## YOUR INSTRUCTIONS
Rewrite the lines of the THP documentation patch from "THP can be enabled" to "configured to do so.", substituting "kernel thread" for "daemon".

## PASSAGE
Now that we can collapse to mTHPs lets update the admin guide to
reflect these changes and provide proper guidance on how to utilize it.

Reviewed-by: Lorenzo Stoakes <ljs@kernel.org>
Reviewed-by: Bagas Sanjaya <bagasdotme@gmail.com>
Signed-off-by: Nico Pache <npache@redhat.com>
---
 Documentation/admin-guide/mm/transhuge.rst | 50 +++++++++++++---------
 1 file changed, 30 insertions(+), 20 deletions(-)

diff --git a/Documentation/admin-guide/mm/transhuge.rst b/Documentation/admin-guide/mm/transhuge.rst
index 80a4d0bed70b..644869d3adfd 100644
--- a/Documentation/admin-guide/mm/transhuge.rst
+++ b/Documentation/admin-guide/mm/transhuge.rst
@@ -63,7 +63,8 @@ often.
 THP can be enabled system wide or restricted to certain tasks or even
 memory ranges inside task's address space. Unless THP is completely
 disabled, there is ``khugepaged`` daemon that scans memory and
-collapses sequences of basic pages into PMD-sized huge pages.
+collapses sequences of basic pages into huge pages of either PMD size
+or mTHP sizes, if the system is configured to do so.

## STORED RECORDS
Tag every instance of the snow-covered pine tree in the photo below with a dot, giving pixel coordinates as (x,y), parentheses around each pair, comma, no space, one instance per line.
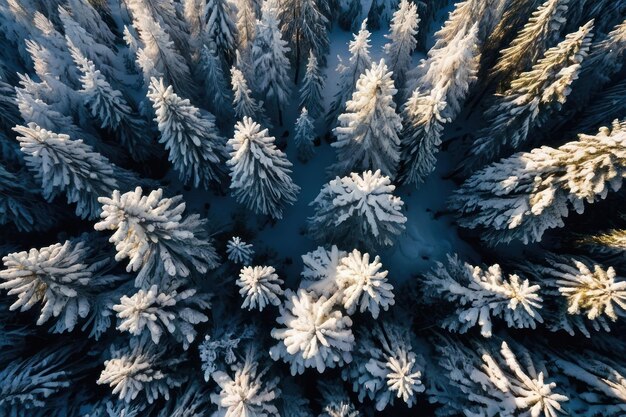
(385,365)
(216,86)
(69,280)
(158,56)
(220,25)
(259,171)
(300,345)
(66,166)
(522,196)
(359,61)
(312,88)
(481,295)
(260,287)
(541,32)
(271,66)
(357,210)
(196,149)
(305,135)
(21,203)
(367,135)
(141,367)
(305,27)
(110,108)
(494,377)
(402,36)
(446,76)
(244,104)
(159,241)
(585,295)
(532,97)
(157,311)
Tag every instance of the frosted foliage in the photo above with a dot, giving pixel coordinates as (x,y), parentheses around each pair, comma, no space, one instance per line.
(482,295)
(260,286)
(385,367)
(358,208)
(402,36)
(363,284)
(271,66)
(153,234)
(540,32)
(316,334)
(193,141)
(501,382)
(522,196)
(260,172)
(67,166)
(156,312)
(305,135)
(28,384)
(350,72)
(248,393)
(533,96)
(220,348)
(604,384)
(53,276)
(367,135)
(239,251)
(320,270)
(141,368)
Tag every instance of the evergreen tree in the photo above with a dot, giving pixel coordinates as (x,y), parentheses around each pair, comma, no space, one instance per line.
(532,97)
(160,243)
(540,32)
(271,66)
(357,210)
(305,27)
(194,145)
(216,85)
(402,36)
(110,108)
(522,196)
(305,135)
(349,74)
(367,135)
(67,166)
(221,28)
(244,103)
(259,171)
(312,88)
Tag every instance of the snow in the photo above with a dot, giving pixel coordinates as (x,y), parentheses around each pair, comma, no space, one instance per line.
(428,238)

## RESPONSE TO THE EXERCISE
THP can be enabled system wide or restricted to certain tasks or even
 memory ranges inside task's address space. Unless THP is completely
 disabled, there is ``khugepaged`` kernel thread that scans memory and
-collapses sequences of basic pages into PMD-sized huge pages.
+collapses sequences of basic pages into huge pages of either PMD size
+or mTHP sizes, if the system is configured to do so.